* Directions for this task *
Keep only the lines of the material below that contain the word "woven". Copy those lines.

* Data to process *
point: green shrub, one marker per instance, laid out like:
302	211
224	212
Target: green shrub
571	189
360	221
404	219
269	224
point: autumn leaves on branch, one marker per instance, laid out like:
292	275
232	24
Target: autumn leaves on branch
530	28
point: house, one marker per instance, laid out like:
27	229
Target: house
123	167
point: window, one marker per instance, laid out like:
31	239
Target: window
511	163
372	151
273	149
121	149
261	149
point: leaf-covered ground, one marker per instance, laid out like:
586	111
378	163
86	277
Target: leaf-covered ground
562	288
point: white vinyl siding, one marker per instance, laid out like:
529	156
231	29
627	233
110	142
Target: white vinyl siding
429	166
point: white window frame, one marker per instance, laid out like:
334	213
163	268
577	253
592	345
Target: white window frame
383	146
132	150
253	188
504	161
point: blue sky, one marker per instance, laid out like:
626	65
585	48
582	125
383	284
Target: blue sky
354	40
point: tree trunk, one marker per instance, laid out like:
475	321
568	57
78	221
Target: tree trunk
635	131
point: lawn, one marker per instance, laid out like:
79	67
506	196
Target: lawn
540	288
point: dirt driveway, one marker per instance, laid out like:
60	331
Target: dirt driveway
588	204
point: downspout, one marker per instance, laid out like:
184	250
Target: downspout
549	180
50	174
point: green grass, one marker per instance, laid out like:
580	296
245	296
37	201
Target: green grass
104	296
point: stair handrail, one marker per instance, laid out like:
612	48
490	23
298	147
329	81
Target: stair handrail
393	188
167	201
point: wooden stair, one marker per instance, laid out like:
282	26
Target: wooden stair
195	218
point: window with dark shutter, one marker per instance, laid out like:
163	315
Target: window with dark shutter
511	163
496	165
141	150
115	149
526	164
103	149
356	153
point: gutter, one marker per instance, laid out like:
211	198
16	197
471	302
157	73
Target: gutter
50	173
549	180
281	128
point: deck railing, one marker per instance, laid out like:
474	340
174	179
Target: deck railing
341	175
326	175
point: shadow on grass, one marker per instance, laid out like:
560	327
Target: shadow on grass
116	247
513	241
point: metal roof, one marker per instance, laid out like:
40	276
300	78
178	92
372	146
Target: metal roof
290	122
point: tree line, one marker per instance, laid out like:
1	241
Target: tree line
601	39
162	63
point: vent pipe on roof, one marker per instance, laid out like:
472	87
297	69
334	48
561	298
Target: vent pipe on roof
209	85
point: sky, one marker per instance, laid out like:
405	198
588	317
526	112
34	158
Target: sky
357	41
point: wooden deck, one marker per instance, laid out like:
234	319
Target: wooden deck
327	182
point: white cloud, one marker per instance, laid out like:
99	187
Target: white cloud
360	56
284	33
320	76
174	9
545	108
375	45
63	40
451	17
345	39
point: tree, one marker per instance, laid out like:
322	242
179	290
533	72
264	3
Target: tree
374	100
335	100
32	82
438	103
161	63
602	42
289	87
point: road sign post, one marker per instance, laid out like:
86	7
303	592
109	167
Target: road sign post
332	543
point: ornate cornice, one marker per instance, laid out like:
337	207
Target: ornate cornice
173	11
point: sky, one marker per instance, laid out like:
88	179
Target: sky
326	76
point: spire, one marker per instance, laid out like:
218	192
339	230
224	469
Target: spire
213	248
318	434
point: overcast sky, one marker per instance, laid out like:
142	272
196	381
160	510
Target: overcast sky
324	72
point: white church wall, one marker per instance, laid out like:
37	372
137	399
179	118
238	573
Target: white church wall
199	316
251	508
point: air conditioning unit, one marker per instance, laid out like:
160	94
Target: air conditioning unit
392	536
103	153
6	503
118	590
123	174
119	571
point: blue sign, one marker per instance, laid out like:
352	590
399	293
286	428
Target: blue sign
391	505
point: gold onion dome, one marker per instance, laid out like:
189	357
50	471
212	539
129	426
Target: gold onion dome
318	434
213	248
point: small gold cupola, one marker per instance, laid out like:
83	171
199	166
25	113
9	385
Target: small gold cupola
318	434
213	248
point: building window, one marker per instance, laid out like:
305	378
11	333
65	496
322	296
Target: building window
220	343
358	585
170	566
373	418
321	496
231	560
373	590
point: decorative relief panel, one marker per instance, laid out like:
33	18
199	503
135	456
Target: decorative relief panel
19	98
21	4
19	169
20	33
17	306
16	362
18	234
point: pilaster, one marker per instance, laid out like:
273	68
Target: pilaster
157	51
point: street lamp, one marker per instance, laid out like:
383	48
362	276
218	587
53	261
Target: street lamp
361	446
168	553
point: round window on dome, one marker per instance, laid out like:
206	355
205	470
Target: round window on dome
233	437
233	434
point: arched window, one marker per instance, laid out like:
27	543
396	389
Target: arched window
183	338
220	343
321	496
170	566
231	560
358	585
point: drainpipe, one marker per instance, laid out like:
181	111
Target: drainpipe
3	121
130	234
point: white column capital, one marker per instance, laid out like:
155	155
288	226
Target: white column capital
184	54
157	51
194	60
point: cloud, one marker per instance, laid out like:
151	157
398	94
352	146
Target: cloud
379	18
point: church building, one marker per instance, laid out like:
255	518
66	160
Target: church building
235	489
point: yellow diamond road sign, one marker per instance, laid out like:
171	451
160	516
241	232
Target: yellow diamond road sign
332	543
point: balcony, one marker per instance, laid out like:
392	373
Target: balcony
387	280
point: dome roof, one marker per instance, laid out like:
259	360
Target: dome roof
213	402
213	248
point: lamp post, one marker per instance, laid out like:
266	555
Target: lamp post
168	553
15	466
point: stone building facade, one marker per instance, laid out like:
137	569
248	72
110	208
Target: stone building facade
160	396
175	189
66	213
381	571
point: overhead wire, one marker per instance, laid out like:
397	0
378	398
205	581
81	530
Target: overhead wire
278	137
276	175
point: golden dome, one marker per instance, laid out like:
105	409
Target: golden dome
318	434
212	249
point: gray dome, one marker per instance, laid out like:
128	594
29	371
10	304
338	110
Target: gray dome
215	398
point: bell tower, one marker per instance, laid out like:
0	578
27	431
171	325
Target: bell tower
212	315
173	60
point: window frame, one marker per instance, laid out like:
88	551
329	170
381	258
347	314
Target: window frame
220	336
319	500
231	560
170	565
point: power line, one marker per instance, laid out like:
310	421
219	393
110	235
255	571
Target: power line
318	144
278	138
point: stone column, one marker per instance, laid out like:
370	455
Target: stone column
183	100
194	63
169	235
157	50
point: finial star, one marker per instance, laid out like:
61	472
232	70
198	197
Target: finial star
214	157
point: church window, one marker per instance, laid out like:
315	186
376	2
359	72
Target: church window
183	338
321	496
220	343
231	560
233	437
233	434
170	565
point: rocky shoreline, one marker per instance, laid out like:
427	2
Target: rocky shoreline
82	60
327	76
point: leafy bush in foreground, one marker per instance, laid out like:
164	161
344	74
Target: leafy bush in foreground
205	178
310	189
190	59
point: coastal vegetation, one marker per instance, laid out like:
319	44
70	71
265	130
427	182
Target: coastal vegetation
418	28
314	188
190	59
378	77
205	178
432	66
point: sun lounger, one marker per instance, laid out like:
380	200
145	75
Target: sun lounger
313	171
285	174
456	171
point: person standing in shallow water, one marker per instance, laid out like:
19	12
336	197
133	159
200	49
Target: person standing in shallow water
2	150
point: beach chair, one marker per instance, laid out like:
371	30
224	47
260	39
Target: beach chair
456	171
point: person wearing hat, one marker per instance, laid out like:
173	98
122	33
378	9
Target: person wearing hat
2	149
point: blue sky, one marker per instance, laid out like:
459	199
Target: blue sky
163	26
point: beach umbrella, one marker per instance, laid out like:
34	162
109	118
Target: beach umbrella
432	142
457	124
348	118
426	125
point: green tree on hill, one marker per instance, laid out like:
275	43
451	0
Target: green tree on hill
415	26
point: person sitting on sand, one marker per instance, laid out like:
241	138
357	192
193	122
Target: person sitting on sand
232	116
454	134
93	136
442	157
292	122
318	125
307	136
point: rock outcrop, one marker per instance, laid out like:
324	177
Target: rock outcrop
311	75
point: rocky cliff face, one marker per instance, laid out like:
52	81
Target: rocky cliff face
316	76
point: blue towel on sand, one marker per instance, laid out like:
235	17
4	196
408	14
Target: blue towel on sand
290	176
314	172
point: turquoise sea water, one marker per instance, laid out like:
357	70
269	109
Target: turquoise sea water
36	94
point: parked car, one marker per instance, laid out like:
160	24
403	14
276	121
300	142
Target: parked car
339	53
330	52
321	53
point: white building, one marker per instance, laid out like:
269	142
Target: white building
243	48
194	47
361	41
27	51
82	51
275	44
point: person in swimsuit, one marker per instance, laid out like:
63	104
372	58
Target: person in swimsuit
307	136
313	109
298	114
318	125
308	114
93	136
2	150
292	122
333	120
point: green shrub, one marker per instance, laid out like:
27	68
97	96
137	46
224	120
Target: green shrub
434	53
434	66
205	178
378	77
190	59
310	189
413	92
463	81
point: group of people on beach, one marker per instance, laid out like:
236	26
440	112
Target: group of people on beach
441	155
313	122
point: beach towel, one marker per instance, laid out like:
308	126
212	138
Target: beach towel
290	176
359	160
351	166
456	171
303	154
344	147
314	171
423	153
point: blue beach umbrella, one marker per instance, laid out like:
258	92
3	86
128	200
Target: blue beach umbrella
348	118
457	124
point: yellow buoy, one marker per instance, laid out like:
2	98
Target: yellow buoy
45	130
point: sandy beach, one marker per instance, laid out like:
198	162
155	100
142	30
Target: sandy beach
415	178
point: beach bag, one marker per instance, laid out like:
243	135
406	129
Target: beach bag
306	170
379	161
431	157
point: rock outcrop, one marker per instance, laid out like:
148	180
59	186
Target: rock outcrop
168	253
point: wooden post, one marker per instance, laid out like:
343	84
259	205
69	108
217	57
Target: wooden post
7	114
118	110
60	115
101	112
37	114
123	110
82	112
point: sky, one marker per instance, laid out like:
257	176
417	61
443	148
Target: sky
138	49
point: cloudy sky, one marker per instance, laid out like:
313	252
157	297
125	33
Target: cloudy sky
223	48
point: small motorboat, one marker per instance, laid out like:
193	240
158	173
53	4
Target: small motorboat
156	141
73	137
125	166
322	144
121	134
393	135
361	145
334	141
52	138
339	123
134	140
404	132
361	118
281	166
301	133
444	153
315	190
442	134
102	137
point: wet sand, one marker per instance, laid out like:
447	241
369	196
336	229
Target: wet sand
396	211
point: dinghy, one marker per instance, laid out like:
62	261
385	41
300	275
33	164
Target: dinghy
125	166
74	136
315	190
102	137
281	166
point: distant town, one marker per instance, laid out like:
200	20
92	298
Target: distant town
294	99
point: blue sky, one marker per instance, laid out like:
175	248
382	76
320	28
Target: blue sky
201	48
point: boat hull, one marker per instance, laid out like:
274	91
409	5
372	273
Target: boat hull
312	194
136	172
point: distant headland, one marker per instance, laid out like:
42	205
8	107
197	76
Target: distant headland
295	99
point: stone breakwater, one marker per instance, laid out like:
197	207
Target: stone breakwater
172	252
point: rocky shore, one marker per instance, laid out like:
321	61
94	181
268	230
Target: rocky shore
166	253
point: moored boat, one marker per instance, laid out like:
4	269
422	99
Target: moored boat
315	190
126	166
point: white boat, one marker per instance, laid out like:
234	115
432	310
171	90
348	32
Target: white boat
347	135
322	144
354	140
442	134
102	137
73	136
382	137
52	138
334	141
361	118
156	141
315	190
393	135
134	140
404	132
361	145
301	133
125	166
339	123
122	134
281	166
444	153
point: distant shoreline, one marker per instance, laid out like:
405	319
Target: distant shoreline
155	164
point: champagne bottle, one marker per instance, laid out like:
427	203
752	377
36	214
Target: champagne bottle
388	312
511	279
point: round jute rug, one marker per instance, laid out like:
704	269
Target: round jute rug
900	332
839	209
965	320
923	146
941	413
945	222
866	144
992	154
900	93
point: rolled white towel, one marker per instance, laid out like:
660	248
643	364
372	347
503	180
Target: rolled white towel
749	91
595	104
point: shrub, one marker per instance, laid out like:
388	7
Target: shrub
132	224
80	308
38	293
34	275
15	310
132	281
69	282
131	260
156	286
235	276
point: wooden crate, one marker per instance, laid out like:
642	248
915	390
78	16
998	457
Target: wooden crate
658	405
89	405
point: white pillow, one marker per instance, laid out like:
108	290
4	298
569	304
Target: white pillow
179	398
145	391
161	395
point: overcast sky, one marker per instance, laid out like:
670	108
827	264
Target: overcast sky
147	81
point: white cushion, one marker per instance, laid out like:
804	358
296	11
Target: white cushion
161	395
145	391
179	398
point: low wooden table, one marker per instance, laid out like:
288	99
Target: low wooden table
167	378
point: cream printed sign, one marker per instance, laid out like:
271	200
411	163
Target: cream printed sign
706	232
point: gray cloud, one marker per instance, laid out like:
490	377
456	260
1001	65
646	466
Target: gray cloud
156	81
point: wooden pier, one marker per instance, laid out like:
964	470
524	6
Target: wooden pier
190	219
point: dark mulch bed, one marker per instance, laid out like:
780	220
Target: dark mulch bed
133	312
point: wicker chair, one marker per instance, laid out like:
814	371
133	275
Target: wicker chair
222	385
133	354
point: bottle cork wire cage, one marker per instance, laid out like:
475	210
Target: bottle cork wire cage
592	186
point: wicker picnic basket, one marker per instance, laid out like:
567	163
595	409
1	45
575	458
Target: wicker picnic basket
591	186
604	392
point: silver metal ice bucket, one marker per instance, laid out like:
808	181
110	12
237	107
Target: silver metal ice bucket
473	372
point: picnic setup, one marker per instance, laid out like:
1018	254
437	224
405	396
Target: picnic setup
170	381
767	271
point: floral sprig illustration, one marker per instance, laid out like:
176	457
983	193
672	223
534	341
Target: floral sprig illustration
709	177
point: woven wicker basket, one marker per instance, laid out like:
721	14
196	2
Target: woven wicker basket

* Task solution *
point: woven wicker basket, one marker per instance, laid out like:
Target: woven wicker basket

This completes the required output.